===== SUPPLIED MATERIAL
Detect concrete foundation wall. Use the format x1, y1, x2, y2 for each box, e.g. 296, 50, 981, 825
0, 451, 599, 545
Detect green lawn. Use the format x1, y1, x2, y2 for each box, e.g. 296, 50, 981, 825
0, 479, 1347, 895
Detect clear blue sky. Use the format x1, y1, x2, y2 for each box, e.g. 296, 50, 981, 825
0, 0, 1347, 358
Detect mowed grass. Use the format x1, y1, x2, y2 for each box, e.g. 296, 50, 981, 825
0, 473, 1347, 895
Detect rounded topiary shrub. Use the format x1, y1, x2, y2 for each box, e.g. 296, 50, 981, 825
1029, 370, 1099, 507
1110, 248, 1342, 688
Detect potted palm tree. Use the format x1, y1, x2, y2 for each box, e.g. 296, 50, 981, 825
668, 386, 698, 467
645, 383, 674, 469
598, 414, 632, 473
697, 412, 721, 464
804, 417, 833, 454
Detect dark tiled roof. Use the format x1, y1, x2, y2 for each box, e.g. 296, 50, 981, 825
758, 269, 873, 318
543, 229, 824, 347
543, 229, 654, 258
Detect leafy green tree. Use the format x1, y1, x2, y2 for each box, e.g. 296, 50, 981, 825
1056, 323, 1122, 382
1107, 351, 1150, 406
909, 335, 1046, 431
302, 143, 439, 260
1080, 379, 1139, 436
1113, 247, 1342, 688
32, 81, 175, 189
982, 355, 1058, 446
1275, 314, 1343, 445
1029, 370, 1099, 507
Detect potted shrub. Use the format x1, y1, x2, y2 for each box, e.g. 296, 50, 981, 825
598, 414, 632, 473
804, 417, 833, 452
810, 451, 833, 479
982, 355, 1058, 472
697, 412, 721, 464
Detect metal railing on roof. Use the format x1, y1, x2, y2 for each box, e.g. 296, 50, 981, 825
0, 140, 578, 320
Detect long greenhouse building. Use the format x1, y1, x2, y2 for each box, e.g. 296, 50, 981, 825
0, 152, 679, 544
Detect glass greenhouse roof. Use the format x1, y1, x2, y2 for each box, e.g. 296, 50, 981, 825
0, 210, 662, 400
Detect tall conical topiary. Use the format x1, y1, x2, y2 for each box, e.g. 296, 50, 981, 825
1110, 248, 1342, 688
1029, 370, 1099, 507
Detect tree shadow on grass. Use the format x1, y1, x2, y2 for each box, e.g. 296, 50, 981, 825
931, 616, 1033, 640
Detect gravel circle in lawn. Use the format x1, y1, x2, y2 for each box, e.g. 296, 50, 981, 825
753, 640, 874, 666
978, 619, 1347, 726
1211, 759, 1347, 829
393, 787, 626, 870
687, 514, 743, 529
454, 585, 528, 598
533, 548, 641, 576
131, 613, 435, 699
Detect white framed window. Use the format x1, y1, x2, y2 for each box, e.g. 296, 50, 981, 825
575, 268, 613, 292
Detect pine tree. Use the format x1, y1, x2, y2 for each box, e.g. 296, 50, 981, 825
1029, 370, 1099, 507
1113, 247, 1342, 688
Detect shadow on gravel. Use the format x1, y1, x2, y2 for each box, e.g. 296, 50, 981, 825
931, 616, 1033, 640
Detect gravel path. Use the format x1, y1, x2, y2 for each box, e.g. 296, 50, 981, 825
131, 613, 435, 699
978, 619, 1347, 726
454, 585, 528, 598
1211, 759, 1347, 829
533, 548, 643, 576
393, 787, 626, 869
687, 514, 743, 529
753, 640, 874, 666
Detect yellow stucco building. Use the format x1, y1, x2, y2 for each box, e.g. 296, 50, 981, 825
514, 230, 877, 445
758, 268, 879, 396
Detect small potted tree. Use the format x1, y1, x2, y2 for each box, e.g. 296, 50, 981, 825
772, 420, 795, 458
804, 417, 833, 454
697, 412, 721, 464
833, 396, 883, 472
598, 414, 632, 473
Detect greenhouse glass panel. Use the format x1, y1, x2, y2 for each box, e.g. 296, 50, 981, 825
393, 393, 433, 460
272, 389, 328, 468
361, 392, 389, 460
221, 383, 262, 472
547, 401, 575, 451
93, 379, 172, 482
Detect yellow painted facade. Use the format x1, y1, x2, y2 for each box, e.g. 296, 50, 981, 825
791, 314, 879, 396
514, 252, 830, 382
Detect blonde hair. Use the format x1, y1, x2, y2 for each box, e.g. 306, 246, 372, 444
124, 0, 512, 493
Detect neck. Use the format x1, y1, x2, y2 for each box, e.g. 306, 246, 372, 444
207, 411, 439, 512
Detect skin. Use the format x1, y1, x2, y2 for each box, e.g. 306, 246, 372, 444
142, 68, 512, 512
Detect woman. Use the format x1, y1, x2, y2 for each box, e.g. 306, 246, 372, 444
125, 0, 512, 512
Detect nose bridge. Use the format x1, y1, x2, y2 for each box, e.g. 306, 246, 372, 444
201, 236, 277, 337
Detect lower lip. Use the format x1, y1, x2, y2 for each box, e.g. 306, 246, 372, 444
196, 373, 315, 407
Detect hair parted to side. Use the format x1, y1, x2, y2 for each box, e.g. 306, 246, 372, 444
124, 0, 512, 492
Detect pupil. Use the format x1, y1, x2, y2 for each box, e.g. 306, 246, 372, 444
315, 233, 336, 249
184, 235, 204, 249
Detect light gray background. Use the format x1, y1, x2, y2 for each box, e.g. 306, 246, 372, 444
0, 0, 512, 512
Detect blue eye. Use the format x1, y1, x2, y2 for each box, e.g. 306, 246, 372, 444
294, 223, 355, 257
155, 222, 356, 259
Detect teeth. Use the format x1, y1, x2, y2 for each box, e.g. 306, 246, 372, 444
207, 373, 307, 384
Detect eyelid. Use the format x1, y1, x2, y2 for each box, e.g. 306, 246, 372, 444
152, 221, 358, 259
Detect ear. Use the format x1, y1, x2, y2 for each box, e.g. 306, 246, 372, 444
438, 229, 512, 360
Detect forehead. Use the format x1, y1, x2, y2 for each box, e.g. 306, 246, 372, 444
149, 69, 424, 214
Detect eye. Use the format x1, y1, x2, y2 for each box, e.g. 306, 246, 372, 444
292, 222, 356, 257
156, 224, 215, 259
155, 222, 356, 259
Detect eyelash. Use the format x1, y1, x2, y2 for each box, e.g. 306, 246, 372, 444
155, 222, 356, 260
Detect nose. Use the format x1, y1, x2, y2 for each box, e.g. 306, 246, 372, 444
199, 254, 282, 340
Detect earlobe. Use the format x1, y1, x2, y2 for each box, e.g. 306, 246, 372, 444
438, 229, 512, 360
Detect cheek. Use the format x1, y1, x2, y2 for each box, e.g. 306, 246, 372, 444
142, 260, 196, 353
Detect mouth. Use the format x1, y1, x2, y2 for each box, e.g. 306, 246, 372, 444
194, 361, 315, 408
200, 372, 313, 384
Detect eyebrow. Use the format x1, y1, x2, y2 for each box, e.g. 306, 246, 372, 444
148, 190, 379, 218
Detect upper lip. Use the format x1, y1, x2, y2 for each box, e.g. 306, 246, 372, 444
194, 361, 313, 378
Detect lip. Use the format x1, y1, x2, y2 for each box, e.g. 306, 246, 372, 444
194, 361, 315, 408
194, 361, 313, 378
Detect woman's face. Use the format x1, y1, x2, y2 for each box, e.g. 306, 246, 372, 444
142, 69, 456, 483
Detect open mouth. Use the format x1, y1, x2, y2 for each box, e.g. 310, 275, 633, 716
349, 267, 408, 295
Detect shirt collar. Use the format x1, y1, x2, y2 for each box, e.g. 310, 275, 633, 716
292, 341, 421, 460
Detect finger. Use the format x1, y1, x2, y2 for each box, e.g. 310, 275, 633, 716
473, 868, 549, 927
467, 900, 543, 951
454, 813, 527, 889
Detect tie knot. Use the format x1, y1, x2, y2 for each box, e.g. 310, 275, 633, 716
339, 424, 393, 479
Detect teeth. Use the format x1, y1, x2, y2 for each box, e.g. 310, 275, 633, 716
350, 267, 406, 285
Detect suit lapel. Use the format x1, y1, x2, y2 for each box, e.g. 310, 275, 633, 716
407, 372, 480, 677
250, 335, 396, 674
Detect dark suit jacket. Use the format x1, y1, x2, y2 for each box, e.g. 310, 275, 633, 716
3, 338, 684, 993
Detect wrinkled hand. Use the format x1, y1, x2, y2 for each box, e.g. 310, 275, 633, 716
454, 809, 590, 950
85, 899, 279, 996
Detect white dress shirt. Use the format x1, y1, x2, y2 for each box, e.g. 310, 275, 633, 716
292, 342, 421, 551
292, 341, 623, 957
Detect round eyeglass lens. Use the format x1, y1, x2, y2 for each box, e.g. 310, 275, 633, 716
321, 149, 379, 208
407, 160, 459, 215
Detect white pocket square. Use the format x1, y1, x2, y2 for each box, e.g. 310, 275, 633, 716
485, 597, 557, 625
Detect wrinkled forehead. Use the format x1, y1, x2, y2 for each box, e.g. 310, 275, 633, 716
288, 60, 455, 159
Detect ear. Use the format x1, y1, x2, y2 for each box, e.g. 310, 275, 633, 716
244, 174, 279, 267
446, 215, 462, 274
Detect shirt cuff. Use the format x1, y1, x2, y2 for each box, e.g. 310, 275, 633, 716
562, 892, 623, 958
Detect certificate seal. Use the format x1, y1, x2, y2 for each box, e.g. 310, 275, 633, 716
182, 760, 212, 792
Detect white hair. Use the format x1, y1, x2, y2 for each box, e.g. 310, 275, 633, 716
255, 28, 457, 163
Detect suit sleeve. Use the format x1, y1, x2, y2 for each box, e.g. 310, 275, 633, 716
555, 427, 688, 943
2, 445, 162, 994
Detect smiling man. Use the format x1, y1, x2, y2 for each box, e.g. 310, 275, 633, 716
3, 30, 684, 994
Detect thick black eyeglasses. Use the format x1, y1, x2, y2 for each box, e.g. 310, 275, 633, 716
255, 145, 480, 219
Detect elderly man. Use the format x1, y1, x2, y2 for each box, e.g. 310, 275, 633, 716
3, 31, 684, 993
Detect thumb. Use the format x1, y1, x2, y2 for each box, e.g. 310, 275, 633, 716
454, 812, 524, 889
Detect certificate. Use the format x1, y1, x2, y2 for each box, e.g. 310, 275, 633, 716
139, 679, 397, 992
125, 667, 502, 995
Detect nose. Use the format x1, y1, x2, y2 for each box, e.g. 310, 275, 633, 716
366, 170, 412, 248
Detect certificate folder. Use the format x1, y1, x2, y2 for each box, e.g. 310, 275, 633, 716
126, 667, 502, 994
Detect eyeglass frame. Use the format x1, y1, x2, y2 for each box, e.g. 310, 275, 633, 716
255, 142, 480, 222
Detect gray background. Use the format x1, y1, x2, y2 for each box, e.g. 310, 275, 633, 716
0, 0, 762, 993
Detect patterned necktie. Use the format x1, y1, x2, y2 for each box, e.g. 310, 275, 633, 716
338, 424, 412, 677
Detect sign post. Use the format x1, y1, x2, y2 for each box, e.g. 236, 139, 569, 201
==========
Reproduce the data above verbatim, from the line with "Detect earlobe. Use" up to and including the line with "446, 215, 462, 274".

■ TASK RESPONSE
Detect earlobe. Use the format x1, y1, x2, y2 for each box, e.g. 306, 246, 372, 444
438, 229, 512, 360
Detect cheek. Use the format x1, y1, x2, y2 for each box, e.g. 306, 246, 372, 444
142, 260, 196, 353
Detect mouth. Use the format x1, y1, x2, y2 for each box, e.g. 306, 246, 372, 444
194, 361, 315, 408
200, 372, 313, 384
Detect eyebrow. Use the format x1, y1, x2, y2 for each box, e.g. 306, 246, 372, 444
148, 190, 379, 218
Detect upper lip. Use the format x1, y1, x2, y2 for each box, e.g. 306, 246, 372, 444
194, 361, 313, 378
Detect lip. Use the format x1, y1, x2, y2 for each box, e.g. 306, 246, 372, 444
194, 361, 315, 408
194, 361, 313, 378
Detect woman's face. Use the format x1, y1, x2, y2 for each box, e.g. 306, 246, 372, 444
142, 69, 456, 483
Detect open mouth. Use the format x1, y1, x2, y2 for each box, e.g. 310, 275, 633, 716
349, 267, 408, 295
Detect shirt collar. Use the format x1, y1, x2, y2 for each box, e.g. 310, 275, 633, 716
292, 341, 421, 460
Detect finger. Use the format x1, y1, x2, y2 for each box, e.g. 310, 275, 633, 716
473, 868, 549, 927
467, 900, 543, 951
454, 813, 527, 889
Detect tie knot. Use the format x1, y1, x2, y2 for each box, e.g. 310, 275, 633, 716
339, 424, 393, 479
Detect teeth. Use the format x1, y1, x2, y2 for each box, e.g. 310, 275, 633, 716
350, 267, 406, 285
Detect suit lapel. Use the format x1, y1, x2, y2 for each box, e.g. 310, 275, 633, 716
407, 372, 480, 677
250, 335, 396, 674
Detect dark suit jacket. Use the format x1, y1, x2, y2 for each box, e.g. 310, 275, 633, 716
3, 338, 684, 993
Detect wrinkled hand. Use the format x1, y1, x2, y2 for each box, e.g. 310, 275, 633, 716
454, 809, 590, 950
85, 899, 279, 996
Detect white dress shirt. Use the format x1, y1, x2, y2 for each box, e.g. 310, 275, 633, 716
292, 342, 421, 551
292, 341, 623, 957
Detect round eyeglass lens. Use the format x1, y1, x2, y2 for each box, e.g. 310, 275, 633, 716
321, 149, 379, 208
407, 160, 459, 215
Detect white pocket square. Use the format x1, y1, x2, y2 for each box, e.g. 310, 275, 633, 716
485, 597, 557, 625
Detect wrinkled forehead. Use the format x1, y1, x2, y2 for each box, e.g. 310, 275, 633, 716
288, 60, 455, 159
Detect ear. Use the format x1, y1, x2, y2 for each box, e.g. 310, 275, 633, 716
244, 174, 279, 267
446, 215, 462, 274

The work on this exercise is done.